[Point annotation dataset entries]
-- -- --

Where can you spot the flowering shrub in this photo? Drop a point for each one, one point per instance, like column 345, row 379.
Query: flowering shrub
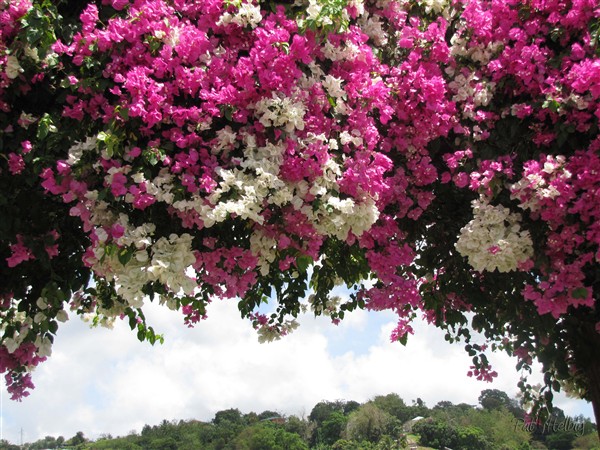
column 185, row 151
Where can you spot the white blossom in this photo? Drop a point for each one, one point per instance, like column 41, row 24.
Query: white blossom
column 494, row 239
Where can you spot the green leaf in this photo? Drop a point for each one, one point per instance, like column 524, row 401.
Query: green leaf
column 303, row 262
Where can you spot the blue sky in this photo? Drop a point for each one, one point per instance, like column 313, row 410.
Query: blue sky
column 105, row 381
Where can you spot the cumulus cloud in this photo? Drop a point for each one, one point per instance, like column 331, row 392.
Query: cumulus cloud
column 105, row 381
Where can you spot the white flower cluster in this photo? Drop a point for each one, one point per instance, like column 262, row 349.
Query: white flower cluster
column 79, row 148
column 436, row 6
column 471, row 87
column 12, row 69
column 252, row 183
column 268, row 333
column 478, row 54
column 23, row 325
column 166, row 260
column 246, row 15
column 330, row 306
column 336, row 216
column 541, row 186
column 264, row 248
column 348, row 51
column 281, row 111
column 494, row 239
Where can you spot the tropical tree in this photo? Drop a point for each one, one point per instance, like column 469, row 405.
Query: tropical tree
column 435, row 157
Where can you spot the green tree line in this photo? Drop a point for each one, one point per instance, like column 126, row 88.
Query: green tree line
column 386, row 422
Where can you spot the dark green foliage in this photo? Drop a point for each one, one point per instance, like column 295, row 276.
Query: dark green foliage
column 437, row 434
column 340, row 425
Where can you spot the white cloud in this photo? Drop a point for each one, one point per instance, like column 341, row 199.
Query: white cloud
column 102, row 381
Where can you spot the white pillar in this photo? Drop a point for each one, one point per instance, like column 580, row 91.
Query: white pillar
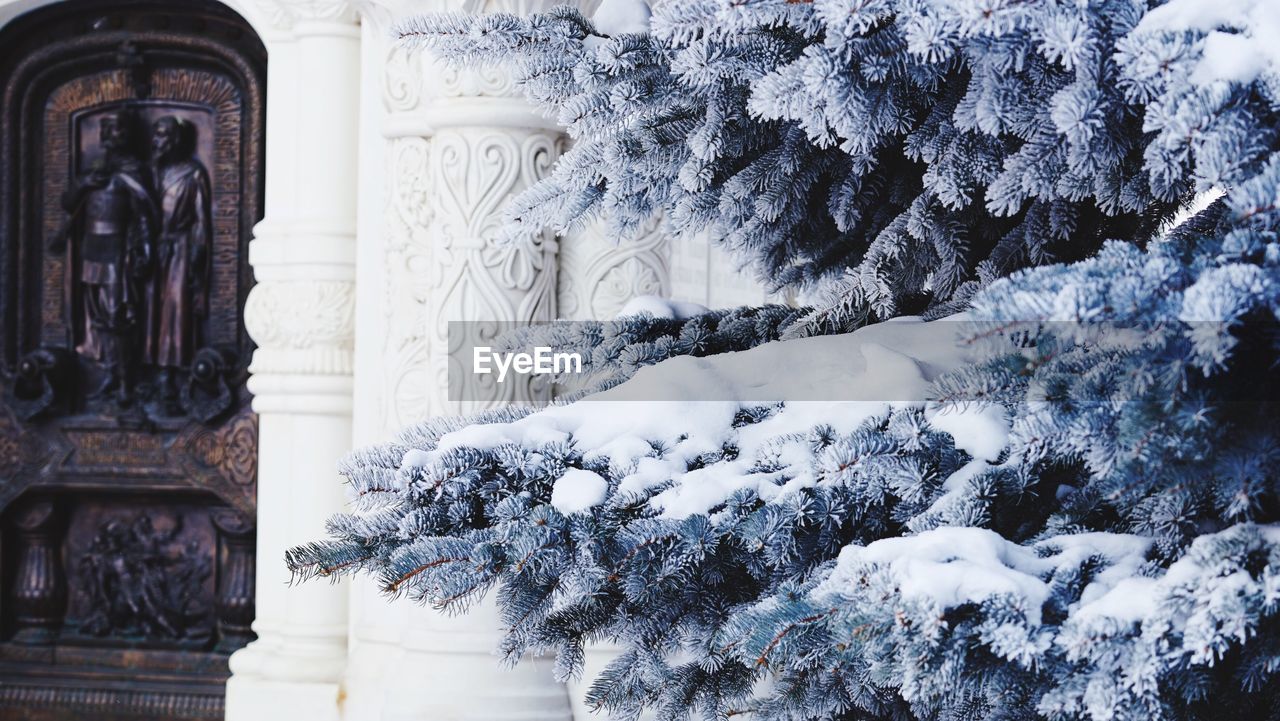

-- -- --

WHAT THE TASK ASKS: Give every line of the entries above as a numbered list, skipping blank lines and leaving out the pictures.

TASK OUTPUT:
1. Where can you spot the flowering shrub in this photo? Drop a point for each one, one point per instance, like column 345, row 379.
2. Query: flowering shrub
3. column 185, row 151
4. Where can you spot the white blossom in this photo? Drop a point for each one, one point per instance, like column 41, row 24.
5. Query: white blossom
6. column 494, row 239
7. Where can you spot the green leaf in this photo? Drop a point for each one, one point per instance, like column 524, row 401.
8. Query: green leaf
9. column 303, row 262
10. Where can you spot the blue sky in this photo? Drop a point for each one, one point per instance, like column 313, row 410.
11. Query: blue sky
12. column 105, row 381
13. Where can you spot the cumulus cloud in this photo? Drop a point for each one, one point per instance, like column 331, row 392.
14. Query: cumulus cloud
15. column 105, row 381
16. Where can you spot the white flower cluster in this photo? Drop a point for each one, one point per instance, like column 262, row 349.
17. Query: white flower cluster
18. column 79, row 148
19. column 436, row 6
20. column 471, row 87
21. column 12, row 69
22. column 252, row 183
23. column 268, row 333
24. column 478, row 54
25. column 23, row 325
26. column 166, row 260
27. column 246, row 15
28. column 330, row 306
29. column 336, row 216
30. column 541, row 186
31. column 264, row 248
32. column 348, row 51
33. column 281, row 111
34. column 494, row 239
35. Where can you spot the tropical tree in this photo? Drop a point for each one, one point per instance, like column 469, row 405.
36. Query: tropical tree
37. column 435, row 157
38. Where can you spot the green tree line in this photo? Drop a point for each one, one point per instance, like column 126, row 88.
39. Query: green tree line
40. column 386, row 422
41. Where can you spot the dark green foliage in this photo? Drop a point for each one, one point per instance, like column 295, row 276.
42. Query: dark green foliage
43. column 437, row 434
44. column 340, row 425
45. Where can you spot the white cloud in this photo? Drop a point for each one, one point per instance, like column 341, row 199.
46. Query: white cloud
47. column 102, row 381
48. Where can you spot the white pillar in this photo? Drop a point for each one, one point per instance, like column 580, row 91.
49. Query: white pillar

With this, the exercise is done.